[start of Recorded information]

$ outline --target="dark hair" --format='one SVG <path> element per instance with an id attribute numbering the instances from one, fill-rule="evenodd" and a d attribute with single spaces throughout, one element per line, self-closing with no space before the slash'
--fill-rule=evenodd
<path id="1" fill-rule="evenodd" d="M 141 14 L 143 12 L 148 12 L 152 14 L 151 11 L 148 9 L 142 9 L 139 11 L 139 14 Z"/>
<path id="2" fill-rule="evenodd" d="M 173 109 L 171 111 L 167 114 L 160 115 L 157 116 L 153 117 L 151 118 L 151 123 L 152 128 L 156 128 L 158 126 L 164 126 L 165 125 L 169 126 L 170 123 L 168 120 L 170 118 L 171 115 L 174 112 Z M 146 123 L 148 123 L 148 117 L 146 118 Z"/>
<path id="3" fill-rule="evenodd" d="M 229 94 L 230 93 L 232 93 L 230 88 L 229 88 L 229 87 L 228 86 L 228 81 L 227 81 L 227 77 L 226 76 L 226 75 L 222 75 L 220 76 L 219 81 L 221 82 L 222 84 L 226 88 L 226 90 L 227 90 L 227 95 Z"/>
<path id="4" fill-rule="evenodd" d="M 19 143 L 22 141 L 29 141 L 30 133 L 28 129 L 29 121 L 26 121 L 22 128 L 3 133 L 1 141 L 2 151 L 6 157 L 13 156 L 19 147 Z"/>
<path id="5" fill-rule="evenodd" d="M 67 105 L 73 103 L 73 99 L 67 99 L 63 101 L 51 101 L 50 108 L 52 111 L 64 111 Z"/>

[end of Recorded information]
[start of Recorded information]

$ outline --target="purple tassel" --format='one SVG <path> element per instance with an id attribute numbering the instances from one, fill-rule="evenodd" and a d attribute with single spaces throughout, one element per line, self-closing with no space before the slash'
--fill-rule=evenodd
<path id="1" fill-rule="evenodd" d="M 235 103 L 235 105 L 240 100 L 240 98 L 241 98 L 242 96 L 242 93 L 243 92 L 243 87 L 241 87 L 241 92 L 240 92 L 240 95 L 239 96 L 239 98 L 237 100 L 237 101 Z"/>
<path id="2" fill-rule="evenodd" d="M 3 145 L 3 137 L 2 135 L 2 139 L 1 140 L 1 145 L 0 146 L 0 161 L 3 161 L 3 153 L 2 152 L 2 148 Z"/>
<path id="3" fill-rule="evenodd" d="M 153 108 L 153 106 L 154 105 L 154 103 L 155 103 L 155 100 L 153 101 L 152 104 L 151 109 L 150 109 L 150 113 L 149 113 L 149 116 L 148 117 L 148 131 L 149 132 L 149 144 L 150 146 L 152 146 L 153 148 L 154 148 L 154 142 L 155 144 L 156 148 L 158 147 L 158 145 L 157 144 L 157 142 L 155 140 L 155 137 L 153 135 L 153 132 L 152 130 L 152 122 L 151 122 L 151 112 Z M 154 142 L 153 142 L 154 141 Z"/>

[end of Recorded information]

▶ Exercise prompt
Report every line in the entries above that contains the string "dark", copying each such line in full.

▶ Output for this exercise
$ outline --target="dark hair" --format='one SVG <path> element per instance with an id attribute numbering the instances from one, fill-rule="evenodd" and a d attribute with single spaces throughout, one element per line, self-closing with no space before the slash'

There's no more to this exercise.